--- GIVEN RECORDS ---

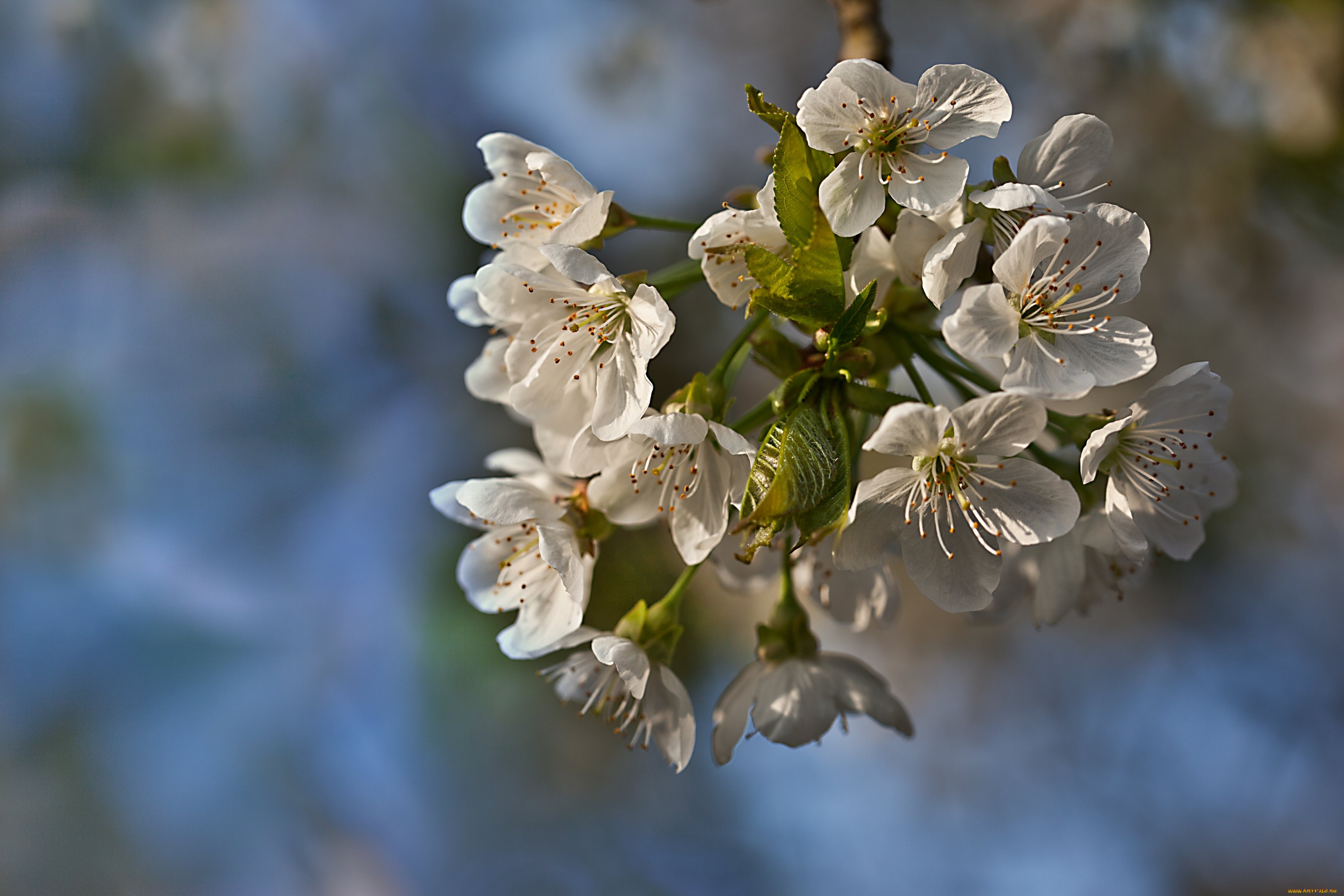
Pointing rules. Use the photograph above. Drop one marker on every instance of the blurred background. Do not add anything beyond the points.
(233, 657)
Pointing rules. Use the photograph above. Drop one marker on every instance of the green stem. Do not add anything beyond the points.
(757, 417)
(663, 224)
(669, 610)
(676, 279)
(755, 323)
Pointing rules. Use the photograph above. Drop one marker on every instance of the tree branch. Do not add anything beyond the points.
(862, 35)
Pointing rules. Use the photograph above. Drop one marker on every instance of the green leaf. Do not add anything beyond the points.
(807, 468)
(769, 113)
(818, 277)
(850, 327)
(795, 187)
(773, 273)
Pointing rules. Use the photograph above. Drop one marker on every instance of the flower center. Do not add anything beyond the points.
(949, 489)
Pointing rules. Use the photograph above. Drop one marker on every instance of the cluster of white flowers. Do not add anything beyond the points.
(865, 251)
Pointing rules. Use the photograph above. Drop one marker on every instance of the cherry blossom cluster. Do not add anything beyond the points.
(866, 253)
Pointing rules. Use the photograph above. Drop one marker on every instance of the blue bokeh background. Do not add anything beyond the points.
(233, 659)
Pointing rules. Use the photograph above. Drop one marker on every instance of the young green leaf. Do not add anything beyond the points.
(850, 327)
(769, 113)
(795, 189)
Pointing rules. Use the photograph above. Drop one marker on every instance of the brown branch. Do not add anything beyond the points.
(862, 35)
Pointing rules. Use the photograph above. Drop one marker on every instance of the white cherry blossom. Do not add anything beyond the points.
(796, 700)
(682, 467)
(1164, 473)
(617, 680)
(1080, 569)
(1046, 315)
(530, 559)
(886, 121)
(1065, 159)
(533, 197)
(952, 504)
(566, 331)
(728, 272)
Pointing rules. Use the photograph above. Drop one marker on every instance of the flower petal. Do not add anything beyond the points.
(672, 429)
(850, 200)
(1073, 151)
(984, 324)
(1100, 445)
(669, 712)
(970, 104)
(576, 264)
(587, 222)
(487, 378)
(623, 391)
(948, 261)
(998, 424)
(911, 429)
(1027, 501)
(875, 519)
(795, 703)
(501, 501)
(631, 663)
(929, 183)
(730, 712)
(960, 584)
(1038, 241)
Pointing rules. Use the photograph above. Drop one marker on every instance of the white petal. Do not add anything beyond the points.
(949, 261)
(701, 520)
(830, 115)
(858, 688)
(479, 569)
(875, 519)
(1120, 258)
(1010, 197)
(560, 547)
(651, 321)
(1073, 151)
(1038, 241)
(507, 501)
(984, 324)
(929, 182)
(732, 441)
(981, 104)
(1121, 519)
(795, 703)
(874, 260)
(669, 712)
(445, 501)
(672, 429)
(850, 202)
(730, 712)
(631, 663)
(461, 299)
(998, 424)
(576, 264)
(587, 222)
(1027, 501)
(557, 172)
(1060, 582)
(911, 429)
(1100, 445)
(487, 378)
(873, 84)
(623, 391)
(616, 496)
(961, 584)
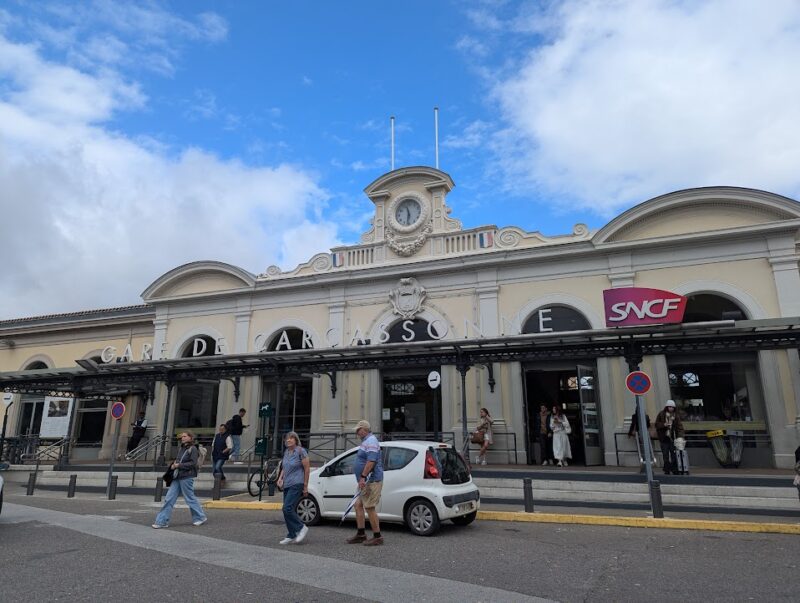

---

* [THE PROBLEM] Which lines in the data above contain the word "cherry" with exactly that capitalization? Report every such line in full, and treat case as significant.

* [TASK SOLUTION]
Pointing rules. Use the photograph above. Drop one marker on every instance of the cherry blossom cluster. Do not add anything beyond the points.
Pointing rules. Use the photograph above. Drop one marker on every instance of the white cherry blossom. Do not add anything beyond the points.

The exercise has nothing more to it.